- **Task goal**: Write out exactly, with no other output, the lines below from the one that contains "For every instance of the white chalk" through the end.

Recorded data
— Start —

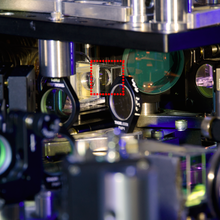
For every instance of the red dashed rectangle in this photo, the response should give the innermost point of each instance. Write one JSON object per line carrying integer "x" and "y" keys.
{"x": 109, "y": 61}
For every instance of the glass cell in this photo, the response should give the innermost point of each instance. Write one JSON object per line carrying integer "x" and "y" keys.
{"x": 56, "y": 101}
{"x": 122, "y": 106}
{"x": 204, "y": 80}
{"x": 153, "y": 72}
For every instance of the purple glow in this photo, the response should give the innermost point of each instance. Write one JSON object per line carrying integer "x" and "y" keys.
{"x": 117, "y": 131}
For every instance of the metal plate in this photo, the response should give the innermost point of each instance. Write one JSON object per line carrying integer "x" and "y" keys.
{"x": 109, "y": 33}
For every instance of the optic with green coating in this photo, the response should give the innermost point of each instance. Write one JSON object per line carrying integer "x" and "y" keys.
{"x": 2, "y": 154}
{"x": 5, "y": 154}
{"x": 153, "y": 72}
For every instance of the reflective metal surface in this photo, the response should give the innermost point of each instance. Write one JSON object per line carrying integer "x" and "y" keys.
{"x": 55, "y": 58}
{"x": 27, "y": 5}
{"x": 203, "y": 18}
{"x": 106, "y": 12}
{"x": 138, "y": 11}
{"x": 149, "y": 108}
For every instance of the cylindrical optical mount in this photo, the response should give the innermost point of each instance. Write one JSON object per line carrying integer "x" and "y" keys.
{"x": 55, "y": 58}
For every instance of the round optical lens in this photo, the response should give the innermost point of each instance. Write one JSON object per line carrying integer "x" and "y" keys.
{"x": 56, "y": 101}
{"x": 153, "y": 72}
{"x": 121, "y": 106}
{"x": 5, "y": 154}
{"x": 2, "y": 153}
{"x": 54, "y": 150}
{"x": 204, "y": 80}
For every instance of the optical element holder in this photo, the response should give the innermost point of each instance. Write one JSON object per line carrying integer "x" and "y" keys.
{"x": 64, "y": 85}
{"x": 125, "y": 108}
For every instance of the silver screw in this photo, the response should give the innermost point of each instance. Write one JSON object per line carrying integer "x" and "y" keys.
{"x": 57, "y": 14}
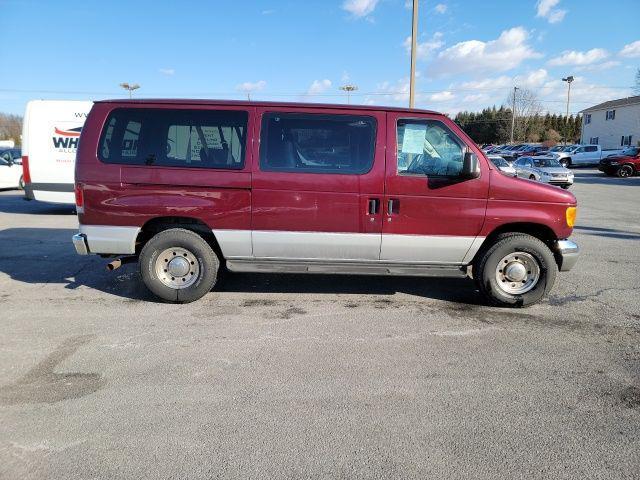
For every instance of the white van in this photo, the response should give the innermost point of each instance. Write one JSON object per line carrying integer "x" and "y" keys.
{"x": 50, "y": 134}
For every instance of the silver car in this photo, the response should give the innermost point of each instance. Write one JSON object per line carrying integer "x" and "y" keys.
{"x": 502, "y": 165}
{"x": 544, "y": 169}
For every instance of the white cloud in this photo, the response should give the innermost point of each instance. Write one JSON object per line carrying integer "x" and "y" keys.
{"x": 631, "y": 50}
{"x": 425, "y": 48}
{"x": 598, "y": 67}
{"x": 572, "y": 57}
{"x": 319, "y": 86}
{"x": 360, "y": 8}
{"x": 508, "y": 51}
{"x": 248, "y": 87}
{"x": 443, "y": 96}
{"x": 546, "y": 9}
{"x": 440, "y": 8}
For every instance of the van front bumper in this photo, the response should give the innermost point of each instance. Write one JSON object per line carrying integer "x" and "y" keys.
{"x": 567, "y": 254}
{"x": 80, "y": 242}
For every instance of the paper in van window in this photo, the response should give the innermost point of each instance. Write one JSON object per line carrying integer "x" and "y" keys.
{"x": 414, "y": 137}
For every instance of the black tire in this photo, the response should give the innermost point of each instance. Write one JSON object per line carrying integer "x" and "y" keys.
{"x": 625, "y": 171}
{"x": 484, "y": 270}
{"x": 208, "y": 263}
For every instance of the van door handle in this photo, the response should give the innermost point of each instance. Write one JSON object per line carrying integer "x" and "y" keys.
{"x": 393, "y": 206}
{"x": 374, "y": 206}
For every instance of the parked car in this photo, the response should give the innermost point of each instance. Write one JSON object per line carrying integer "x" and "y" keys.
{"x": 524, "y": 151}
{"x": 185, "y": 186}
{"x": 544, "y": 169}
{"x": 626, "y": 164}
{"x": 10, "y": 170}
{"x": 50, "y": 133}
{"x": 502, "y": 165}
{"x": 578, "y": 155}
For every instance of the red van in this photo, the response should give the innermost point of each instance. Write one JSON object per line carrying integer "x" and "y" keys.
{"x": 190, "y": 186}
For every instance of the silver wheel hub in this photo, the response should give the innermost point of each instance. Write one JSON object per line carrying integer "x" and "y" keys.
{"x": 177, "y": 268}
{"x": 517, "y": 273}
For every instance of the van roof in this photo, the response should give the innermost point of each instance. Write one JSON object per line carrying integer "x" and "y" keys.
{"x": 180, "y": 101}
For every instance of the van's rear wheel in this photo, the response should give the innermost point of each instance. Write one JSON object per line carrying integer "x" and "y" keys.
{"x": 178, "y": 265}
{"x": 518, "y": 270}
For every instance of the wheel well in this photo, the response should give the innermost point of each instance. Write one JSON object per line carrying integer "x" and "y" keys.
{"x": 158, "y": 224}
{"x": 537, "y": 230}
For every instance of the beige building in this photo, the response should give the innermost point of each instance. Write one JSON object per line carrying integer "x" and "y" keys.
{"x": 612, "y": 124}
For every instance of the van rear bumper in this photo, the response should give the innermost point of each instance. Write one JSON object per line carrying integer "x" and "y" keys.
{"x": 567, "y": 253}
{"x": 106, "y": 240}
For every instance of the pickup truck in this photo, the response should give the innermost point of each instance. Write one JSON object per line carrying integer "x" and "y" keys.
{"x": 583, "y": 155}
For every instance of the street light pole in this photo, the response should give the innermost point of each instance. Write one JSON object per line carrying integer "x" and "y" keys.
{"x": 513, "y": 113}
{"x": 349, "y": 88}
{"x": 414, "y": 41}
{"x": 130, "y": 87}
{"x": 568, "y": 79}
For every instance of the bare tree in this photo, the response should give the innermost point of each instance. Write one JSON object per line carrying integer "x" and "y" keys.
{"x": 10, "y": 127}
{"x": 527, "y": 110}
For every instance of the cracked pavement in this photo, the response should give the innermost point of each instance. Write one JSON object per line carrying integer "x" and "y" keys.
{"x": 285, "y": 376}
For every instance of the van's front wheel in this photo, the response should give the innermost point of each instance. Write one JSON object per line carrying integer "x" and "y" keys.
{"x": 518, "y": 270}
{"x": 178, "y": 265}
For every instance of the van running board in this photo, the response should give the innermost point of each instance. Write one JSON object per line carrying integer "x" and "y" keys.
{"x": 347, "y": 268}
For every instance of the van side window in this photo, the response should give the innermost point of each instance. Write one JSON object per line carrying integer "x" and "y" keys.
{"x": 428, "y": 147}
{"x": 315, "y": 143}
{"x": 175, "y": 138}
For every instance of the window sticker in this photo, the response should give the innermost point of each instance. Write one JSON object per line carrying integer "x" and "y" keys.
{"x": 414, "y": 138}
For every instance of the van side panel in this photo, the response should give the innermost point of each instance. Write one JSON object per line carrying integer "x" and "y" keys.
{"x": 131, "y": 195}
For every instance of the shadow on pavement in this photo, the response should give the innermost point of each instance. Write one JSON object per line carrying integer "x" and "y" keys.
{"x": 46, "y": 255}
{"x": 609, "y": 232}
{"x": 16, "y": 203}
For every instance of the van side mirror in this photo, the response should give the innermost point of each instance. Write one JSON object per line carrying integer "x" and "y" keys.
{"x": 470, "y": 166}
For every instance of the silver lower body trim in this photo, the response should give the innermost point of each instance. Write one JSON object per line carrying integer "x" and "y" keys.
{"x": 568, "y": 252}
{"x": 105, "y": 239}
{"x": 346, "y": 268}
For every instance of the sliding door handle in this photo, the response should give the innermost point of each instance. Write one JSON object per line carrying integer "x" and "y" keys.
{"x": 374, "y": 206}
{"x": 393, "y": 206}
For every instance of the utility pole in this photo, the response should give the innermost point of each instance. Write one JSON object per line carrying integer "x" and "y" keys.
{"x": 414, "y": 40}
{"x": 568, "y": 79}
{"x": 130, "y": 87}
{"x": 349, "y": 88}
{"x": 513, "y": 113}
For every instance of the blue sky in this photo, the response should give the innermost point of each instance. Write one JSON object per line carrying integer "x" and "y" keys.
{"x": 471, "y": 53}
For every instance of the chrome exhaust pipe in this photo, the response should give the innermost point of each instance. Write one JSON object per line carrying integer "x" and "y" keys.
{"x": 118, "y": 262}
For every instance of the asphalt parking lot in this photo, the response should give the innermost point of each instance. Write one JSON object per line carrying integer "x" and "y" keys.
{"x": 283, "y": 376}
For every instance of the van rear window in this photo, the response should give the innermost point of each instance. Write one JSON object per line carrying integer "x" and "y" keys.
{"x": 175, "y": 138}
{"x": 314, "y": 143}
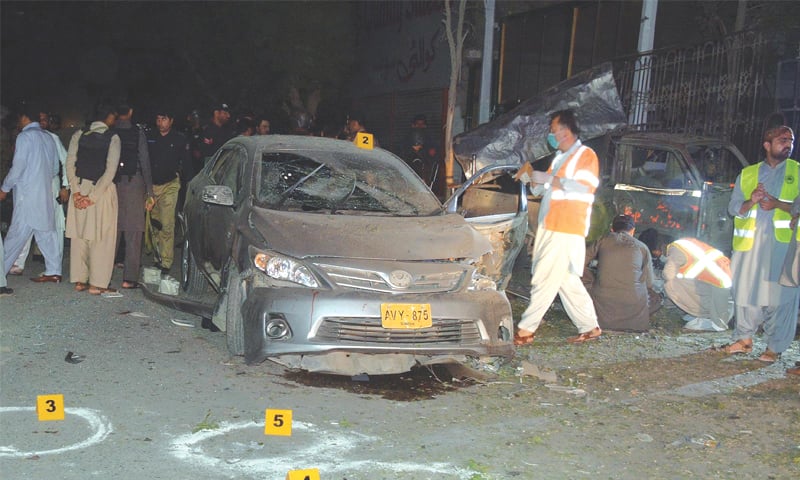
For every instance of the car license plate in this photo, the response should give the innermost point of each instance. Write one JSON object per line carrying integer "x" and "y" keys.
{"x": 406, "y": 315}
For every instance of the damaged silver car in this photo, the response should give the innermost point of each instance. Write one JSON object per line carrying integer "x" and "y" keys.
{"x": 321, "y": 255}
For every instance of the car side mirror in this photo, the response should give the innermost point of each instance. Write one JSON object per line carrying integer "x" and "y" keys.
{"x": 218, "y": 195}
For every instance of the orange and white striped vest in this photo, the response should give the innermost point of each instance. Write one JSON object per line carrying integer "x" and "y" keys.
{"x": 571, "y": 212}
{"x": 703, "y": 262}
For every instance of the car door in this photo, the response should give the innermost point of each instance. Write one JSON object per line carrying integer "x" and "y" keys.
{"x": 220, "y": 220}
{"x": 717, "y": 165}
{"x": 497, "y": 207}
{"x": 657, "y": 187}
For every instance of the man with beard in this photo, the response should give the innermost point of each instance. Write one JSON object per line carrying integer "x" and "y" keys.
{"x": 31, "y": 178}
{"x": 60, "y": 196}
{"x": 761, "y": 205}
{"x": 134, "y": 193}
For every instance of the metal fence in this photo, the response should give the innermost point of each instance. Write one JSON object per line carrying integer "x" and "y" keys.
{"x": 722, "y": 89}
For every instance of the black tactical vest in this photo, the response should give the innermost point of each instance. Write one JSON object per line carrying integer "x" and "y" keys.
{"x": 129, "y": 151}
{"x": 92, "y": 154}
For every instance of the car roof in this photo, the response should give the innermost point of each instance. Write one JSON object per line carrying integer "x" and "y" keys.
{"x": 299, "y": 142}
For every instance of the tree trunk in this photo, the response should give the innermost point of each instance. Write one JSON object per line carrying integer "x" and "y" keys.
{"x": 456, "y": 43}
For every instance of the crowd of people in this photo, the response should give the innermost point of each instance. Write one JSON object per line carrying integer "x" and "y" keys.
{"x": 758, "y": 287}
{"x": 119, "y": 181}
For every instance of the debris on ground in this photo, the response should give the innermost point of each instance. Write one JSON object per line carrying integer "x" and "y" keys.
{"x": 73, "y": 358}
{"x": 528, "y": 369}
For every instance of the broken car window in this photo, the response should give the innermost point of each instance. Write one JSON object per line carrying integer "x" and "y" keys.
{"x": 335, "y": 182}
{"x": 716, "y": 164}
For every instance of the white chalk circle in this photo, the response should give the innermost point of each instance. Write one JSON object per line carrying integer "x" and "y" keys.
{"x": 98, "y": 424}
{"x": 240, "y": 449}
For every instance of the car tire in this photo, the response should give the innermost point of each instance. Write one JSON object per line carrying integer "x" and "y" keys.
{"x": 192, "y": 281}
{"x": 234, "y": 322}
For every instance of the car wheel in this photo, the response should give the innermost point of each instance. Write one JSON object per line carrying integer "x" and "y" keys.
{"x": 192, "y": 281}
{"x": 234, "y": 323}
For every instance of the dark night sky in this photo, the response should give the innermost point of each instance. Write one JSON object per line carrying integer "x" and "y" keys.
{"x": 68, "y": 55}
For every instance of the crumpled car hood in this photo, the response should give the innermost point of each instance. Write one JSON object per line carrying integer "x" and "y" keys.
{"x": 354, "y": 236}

— End —

- **Solved exercise**:
For every instance of the white chalk circle in this photo, the response should give the innermost point of each instance. Write one JSON object per line carrying integer "x" and "y" keys.
{"x": 98, "y": 424}
{"x": 240, "y": 449}
For every instance of the car tire in this photo, the response should give the innermost point of each instance. Write one JSON object per line carrying integer "x" and "y" keys.
{"x": 192, "y": 281}
{"x": 234, "y": 322}
For every instance of the car wheel in this photo, the response should give the innermost point of each instance. Write one JSON object per line carrying integer "x" and "y" keys.
{"x": 192, "y": 281}
{"x": 234, "y": 323}
For every instance of the dark night sky in this photo, the response should give the innermost point of each instance. Write one JSON object per line carrying integer "x" and "y" keys.
{"x": 68, "y": 55}
For every instance of the crumpled car hood in this photo, the response should give the innermost point of each instance. Write one JSON object per line carrying integer "x" and "y" keys.
{"x": 354, "y": 236}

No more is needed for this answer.